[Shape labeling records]
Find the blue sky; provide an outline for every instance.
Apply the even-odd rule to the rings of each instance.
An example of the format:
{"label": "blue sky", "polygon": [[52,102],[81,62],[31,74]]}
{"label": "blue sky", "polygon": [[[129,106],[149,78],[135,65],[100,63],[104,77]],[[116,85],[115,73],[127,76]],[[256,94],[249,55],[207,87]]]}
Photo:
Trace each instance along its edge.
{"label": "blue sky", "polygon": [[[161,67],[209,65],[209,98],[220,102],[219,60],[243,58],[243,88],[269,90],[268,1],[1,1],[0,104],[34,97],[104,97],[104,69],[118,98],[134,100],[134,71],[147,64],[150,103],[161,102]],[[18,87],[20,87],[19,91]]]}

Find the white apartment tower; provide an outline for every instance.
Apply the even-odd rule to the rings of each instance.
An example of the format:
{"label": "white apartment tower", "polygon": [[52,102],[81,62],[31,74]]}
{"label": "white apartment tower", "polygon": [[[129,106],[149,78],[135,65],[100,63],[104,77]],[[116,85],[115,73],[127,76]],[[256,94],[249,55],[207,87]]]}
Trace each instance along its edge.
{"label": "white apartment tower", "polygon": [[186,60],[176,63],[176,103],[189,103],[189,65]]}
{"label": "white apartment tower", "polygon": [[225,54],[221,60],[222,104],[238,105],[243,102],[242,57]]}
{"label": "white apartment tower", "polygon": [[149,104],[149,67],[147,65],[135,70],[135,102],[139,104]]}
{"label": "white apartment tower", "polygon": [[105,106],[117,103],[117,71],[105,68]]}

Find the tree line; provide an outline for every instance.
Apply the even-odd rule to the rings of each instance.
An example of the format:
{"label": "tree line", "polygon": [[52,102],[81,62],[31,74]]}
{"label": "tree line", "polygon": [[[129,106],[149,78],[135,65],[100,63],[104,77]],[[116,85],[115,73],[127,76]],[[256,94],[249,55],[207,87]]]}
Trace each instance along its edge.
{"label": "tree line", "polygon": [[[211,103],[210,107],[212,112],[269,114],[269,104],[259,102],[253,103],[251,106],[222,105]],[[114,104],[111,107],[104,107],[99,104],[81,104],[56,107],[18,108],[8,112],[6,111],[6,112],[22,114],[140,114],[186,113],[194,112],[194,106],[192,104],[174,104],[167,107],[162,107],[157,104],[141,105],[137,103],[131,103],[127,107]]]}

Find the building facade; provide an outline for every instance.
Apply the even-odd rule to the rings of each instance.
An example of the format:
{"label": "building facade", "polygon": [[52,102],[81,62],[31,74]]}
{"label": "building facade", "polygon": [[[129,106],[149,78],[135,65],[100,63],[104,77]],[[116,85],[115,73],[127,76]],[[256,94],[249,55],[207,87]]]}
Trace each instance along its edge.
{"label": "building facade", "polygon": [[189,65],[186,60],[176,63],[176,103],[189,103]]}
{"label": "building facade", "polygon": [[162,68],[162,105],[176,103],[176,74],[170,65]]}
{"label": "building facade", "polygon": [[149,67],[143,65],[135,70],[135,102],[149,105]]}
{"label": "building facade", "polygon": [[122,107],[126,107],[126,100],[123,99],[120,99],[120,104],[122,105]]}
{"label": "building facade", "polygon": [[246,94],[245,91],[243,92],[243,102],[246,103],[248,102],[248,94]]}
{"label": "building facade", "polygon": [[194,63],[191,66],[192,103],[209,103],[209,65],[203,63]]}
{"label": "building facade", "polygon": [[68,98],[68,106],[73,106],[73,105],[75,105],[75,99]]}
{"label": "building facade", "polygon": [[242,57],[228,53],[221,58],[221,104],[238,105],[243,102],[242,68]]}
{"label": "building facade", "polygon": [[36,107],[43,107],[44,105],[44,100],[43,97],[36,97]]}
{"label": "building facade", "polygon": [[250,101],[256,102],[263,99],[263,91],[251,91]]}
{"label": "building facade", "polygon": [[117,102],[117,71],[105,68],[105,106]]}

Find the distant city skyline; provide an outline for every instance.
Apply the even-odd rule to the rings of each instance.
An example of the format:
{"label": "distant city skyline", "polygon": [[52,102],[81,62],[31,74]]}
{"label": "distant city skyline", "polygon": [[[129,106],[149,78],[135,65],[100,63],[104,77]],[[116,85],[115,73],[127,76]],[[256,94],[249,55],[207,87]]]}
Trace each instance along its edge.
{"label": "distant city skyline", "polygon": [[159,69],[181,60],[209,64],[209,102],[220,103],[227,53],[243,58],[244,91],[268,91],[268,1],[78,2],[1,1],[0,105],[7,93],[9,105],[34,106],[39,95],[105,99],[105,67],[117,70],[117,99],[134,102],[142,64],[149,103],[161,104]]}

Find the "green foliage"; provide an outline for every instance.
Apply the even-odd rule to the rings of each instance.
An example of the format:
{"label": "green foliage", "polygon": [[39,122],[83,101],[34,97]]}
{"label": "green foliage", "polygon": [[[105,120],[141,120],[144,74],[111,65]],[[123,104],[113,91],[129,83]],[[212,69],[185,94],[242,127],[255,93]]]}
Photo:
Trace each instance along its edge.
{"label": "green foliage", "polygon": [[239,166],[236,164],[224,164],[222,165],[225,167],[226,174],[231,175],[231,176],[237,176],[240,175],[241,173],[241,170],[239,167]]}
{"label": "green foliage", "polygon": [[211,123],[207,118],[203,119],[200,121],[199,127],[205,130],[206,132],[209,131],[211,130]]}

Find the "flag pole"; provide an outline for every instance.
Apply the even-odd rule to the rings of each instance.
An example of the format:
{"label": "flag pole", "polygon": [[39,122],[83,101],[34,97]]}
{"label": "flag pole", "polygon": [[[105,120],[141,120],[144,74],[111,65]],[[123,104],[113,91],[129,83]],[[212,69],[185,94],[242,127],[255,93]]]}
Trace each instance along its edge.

- _Exercise task_
Every record above should be copied exactly.

- _Solution_
Find the blue sky; provide an outline for every instance.
Apply the even-odd rule to the rings of each instance.
An example of the format:
{"label": "blue sky", "polygon": [[52,102],[81,62],[31,74]]}
{"label": "blue sky", "polygon": [[[129,106],[149,78],[135,65],[100,63],[104,77]],[[116,85],[115,73],[127,76]],[[256,94],[249,55],[207,87]]]}
Photo:
Trace each instance along its edge.
{"label": "blue sky", "polygon": [[[161,67],[209,65],[209,98],[220,102],[219,60],[243,58],[243,88],[269,90],[268,1],[1,1],[0,104],[34,97],[104,97],[104,69],[118,98],[134,100],[134,71],[147,64],[150,103],[161,102]],[[18,87],[20,87],[19,91]]]}

Find the white apartment tower; provide an outline for every instance.
Apply the even-odd rule to the rings of each instance.
An example of the format:
{"label": "white apartment tower", "polygon": [[52,102],[81,62],[31,74]]}
{"label": "white apartment tower", "polygon": [[[129,106],[149,78],[135,65],[100,63],[104,77]],[[116,85],[115,73],[127,76]],[[256,94],[249,55],[207,87]]]}
Trace each instance along its edge.
{"label": "white apartment tower", "polygon": [[186,60],[176,63],[176,103],[189,103],[189,65]]}
{"label": "white apartment tower", "polygon": [[225,54],[221,60],[222,104],[238,105],[243,102],[242,57]]}
{"label": "white apartment tower", "polygon": [[149,104],[149,67],[147,65],[135,70],[135,102],[139,104]]}
{"label": "white apartment tower", "polygon": [[105,106],[117,103],[117,71],[105,68]]}

Find the tree line; provide an outline for every instance.
Apply the even-odd rule to the rings of each instance.
An example of the format:
{"label": "tree line", "polygon": [[52,102],[81,62],[31,74]]}
{"label": "tree line", "polygon": [[[129,106],[149,78],[135,65],[100,63],[104,77]],[[116,85],[115,73],[127,76]],[[256,94],[249,55],[207,87]]]}
Trace each instance along its edge.
{"label": "tree line", "polygon": [[[211,103],[210,107],[212,112],[269,114],[269,104],[259,102],[253,103],[251,106],[222,105]],[[114,104],[111,107],[104,107],[99,104],[81,104],[56,107],[18,108],[8,112],[6,111],[6,112],[22,114],[140,114],[186,113],[194,112],[194,106],[192,104],[174,104],[167,107],[162,107],[157,104],[141,105],[137,103],[131,103],[127,107]]]}

Find the building facade; provide an outline for every instance.
Apply the even-odd rule to the rings of each instance.
An example of the format:
{"label": "building facade", "polygon": [[52,102],[81,62],[31,74]]}
{"label": "building facade", "polygon": [[[129,106],[149,78],[135,65],[100,63],[104,77]],[[116,85],[115,73],[127,76]],[[256,94],[249,55],[207,87]]]}
Trace each instance along its edge.
{"label": "building facade", "polygon": [[189,65],[186,60],[176,63],[176,103],[189,103]]}
{"label": "building facade", "polygon": [[162,68],[162,105],[176,103],[176,74],[170,65]]}
{"label": "building facade", "polygon": [[149,67],[143,65],[135,70],[135,102],[149,105]]}
{"label": "building facade", "polygon": [[122,107],[126,107],[126,100],[123,99],[120,99],[120,104],[122,105]]}
{"label": "building facade", "polygon": [[246,94],[245,91],[243,92],[243,102],[246,103],[248,102],[248,94]]}
{"label": "building facade", "polygon": [[194,63],[191,66],[192,103],[209,103],[209,65],[203,63]]}
{"label": "building facade", "polygon": [[68,98],[68,106],[73,106],[73,105],[75,105],[75,99]]}
{"label": "building facade", "polygon": [[242,57],[228,53],[221,58],[221,104],[238,105],[243,102],[242,68]]}
{"label": "building facade", "polygon": [[36,107],[43,107],[44,105],[44,100],[43,97],[36,97]]}
{"label": "building facade", "polygon": [[250,101],[256,102],[263,99],[263,91],[251,91]]}
{"label": "building facade", "polygon": [[117,102],[117,71],[105,68],[105,106]]}

Find the distant city skyline; provide an outline for every instance.
Apply the even-odd rule to the rings of each instance.
An example of the format:
{"label": "distant city skyline", "polygon": [[52,102],[81,62],[31,74]]}
{"label": "distant city skyline", "polygon": [[[129,106],[149,78],[135,65],[100,63],[104,77]],[[116,85],[115,73],[127,76]],[[256,94],[249,55],[207,87]]]}
Trace each instance along its edge.
{"label": "distant city skyline", "polygon": [[159,69],[181,60],[209,64],[209,102],[220,103],[227,53],[243,58],[244,91],[268,91],[268,1],[78,2],[1,1],[0,105],[7,93],[9,105],[34,106],[39,95],[105,99],[105,67],[117,70],[117,99],[134,102],[142,64],[149,103],[161,104]]}

Find the "green foliage"; provide an outline for every instance.
Apply the even-odd rule to the rings of each instance.
An example of the format:
{"label": "green foliage", "polygon": [[39,122],[83,101],[34,97]]}
{"label": "green foliage", "polygon": [[[105,120],[141,120],[144,74],[111,65]],[[123,104],[113,91],[129,83]],[[212,69],[185,94],[242,127],[255,93]]]}
Photo:
Trace each instance along its edge.
{"label": "green foliage", "polygon": [[239,166],[236,164],[224,164],[222,165],[225,167],[226,174],[231,175],[231,176],[237,176],[240,175],[241,173],[241,170],[239,167]]}
{"label": "green foliage", "polygon": [[211,123],[207,118],[203,119],[200,121],[199,127],[205,130],[206,132],[209,131],[211,130]]}

Find the "flag pole"; provide an outline for every instance.
Apply the even-odd rule to the rings of each instance.
An example of the format:
{"label": "flag pole", "polygon": [[39,122],[83,101],[34,97]]}
{"label": "flag pole", "polygon": [[[105,120],[141,120],[144,74],[111,65]],[[123,104],[113,91],[129,83]],[[212,69],[185,94],[242,127],[255,93]]]}
Trace each instance along its edge.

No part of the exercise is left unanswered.